» **Task prompt**: Copy the items below verbatim, beginning with the line that contains "Can you find the light blue sock?" and ending with the line that contains "x=388, y=507", both included.

::::

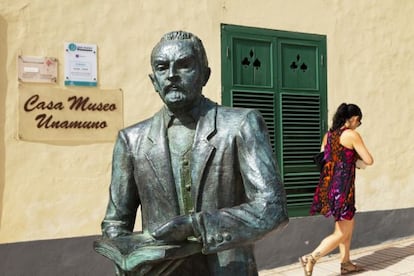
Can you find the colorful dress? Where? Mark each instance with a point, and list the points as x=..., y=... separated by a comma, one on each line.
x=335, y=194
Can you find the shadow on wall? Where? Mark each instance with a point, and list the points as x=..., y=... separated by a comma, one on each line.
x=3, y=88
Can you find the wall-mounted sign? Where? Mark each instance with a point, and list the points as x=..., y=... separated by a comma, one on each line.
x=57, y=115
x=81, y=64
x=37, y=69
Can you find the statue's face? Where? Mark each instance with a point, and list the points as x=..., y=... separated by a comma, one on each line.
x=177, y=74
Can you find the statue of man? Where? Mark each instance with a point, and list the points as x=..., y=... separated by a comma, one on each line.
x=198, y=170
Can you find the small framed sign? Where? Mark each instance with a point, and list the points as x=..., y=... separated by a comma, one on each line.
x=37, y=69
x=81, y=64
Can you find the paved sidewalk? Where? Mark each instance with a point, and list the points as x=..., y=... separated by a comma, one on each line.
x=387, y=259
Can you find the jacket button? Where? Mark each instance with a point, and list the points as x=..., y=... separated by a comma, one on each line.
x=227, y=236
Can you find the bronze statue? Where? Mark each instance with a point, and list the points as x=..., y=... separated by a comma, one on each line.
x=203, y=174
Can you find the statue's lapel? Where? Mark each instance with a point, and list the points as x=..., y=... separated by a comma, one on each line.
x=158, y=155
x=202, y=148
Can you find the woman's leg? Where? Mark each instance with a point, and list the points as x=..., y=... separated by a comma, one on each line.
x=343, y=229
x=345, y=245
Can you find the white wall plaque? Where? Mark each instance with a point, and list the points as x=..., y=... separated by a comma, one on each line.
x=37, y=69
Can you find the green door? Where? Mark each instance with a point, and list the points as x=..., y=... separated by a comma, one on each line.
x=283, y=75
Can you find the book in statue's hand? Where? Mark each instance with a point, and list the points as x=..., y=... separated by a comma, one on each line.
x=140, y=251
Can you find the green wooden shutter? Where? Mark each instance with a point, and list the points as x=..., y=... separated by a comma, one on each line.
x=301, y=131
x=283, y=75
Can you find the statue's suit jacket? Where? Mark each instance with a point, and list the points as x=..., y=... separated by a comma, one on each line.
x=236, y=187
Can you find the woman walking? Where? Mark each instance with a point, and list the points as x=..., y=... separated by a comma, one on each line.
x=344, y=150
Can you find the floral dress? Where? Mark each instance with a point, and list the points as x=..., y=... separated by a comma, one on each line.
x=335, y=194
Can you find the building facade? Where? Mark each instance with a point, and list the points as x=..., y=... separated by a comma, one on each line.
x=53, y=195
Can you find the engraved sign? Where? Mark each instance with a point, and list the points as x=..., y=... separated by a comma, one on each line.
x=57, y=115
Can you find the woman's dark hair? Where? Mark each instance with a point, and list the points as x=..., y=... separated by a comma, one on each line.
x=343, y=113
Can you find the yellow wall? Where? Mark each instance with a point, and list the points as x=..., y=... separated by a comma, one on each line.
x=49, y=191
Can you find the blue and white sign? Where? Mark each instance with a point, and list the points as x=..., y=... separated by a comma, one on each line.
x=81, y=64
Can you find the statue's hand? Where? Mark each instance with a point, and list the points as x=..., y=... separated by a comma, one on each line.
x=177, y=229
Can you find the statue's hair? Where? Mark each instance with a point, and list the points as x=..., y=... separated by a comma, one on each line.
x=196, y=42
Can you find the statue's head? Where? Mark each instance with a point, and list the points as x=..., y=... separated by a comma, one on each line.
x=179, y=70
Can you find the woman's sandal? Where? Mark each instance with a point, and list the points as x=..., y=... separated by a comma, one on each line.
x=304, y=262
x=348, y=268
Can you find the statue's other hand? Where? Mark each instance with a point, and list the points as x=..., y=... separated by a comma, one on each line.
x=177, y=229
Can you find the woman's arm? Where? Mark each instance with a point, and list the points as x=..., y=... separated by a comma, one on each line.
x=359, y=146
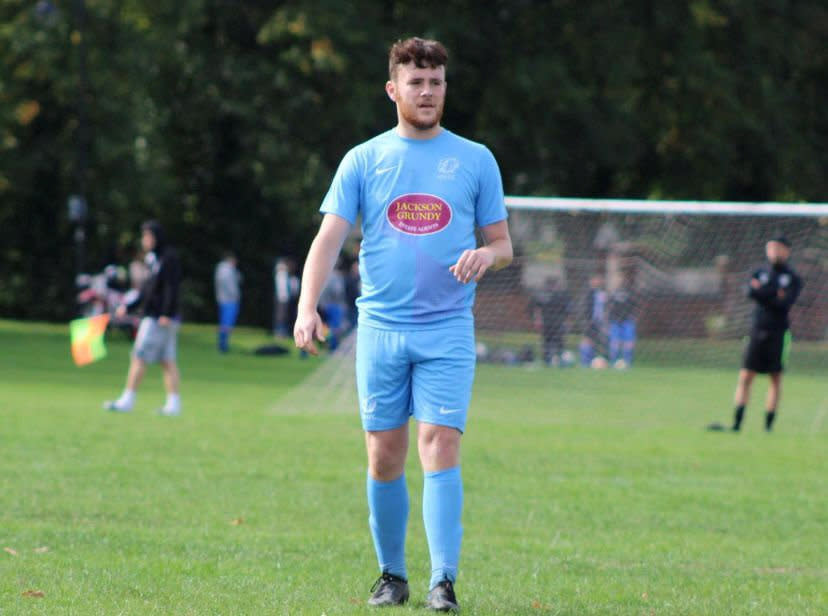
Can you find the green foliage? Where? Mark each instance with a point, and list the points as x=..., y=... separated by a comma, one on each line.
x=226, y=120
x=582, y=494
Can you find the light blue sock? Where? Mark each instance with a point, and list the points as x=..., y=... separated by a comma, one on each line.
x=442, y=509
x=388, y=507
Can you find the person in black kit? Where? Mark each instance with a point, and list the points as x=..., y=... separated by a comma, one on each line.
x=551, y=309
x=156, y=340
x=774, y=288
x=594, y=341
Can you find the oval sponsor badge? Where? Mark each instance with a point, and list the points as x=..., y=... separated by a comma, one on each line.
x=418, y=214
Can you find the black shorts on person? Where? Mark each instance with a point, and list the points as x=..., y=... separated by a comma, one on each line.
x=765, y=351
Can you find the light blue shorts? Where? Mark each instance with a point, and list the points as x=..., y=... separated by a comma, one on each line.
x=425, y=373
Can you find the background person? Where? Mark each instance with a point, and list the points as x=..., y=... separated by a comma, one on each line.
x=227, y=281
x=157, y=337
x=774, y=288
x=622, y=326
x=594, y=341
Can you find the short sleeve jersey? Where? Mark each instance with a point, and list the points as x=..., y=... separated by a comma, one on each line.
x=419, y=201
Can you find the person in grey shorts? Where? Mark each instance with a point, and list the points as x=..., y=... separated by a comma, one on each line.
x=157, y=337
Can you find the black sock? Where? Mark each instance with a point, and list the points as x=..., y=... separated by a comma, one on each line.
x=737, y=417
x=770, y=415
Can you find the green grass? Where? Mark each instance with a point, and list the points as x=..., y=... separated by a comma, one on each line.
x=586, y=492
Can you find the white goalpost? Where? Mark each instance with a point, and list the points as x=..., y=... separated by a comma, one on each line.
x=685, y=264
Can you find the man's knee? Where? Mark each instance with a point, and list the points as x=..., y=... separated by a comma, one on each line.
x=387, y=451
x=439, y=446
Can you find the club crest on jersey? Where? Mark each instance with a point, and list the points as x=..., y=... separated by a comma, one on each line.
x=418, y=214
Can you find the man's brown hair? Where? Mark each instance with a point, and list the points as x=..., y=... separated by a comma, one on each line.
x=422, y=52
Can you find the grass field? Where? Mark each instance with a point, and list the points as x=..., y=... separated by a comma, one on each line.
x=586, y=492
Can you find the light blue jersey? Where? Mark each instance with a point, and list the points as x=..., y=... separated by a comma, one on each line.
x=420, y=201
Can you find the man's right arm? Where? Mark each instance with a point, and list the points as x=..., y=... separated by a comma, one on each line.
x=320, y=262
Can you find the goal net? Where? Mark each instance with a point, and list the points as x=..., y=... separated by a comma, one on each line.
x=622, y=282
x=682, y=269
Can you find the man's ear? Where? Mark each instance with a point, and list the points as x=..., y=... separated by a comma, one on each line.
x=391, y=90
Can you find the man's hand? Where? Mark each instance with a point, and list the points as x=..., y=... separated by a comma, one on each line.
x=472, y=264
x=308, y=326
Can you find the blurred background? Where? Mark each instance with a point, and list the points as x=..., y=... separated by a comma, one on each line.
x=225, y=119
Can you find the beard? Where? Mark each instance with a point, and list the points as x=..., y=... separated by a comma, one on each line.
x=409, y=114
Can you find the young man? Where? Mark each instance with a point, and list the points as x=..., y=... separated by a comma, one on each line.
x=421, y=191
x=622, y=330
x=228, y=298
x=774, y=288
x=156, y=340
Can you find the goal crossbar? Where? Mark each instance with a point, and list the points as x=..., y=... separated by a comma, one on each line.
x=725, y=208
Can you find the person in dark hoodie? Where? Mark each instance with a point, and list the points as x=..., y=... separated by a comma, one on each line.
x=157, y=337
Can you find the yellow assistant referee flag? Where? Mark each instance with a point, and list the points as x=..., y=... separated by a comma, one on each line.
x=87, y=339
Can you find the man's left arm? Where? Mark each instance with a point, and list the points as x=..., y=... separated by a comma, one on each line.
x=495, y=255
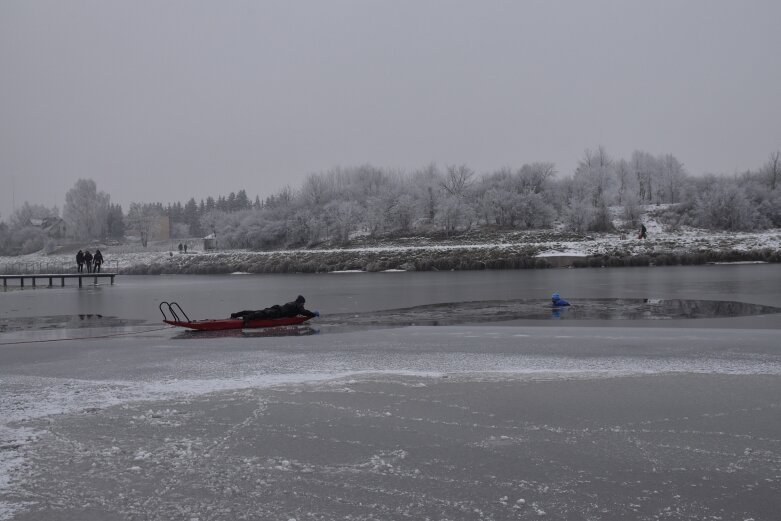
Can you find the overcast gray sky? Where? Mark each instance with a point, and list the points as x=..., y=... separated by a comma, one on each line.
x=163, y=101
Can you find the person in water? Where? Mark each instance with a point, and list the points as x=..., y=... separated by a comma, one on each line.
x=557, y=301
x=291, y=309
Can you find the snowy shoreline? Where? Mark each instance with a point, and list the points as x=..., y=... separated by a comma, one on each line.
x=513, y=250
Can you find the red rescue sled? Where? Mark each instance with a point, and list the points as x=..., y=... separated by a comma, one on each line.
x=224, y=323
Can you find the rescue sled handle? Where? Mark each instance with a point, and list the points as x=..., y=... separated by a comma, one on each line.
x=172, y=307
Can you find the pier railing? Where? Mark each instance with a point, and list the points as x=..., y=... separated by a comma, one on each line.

::::

» **Written reply**:
Can you find the light blue sock? Where? Mark each instance with a point, and list the points as x=..., y=... separated by a comma, one on each line.
x=442, y=509
x=388, y=507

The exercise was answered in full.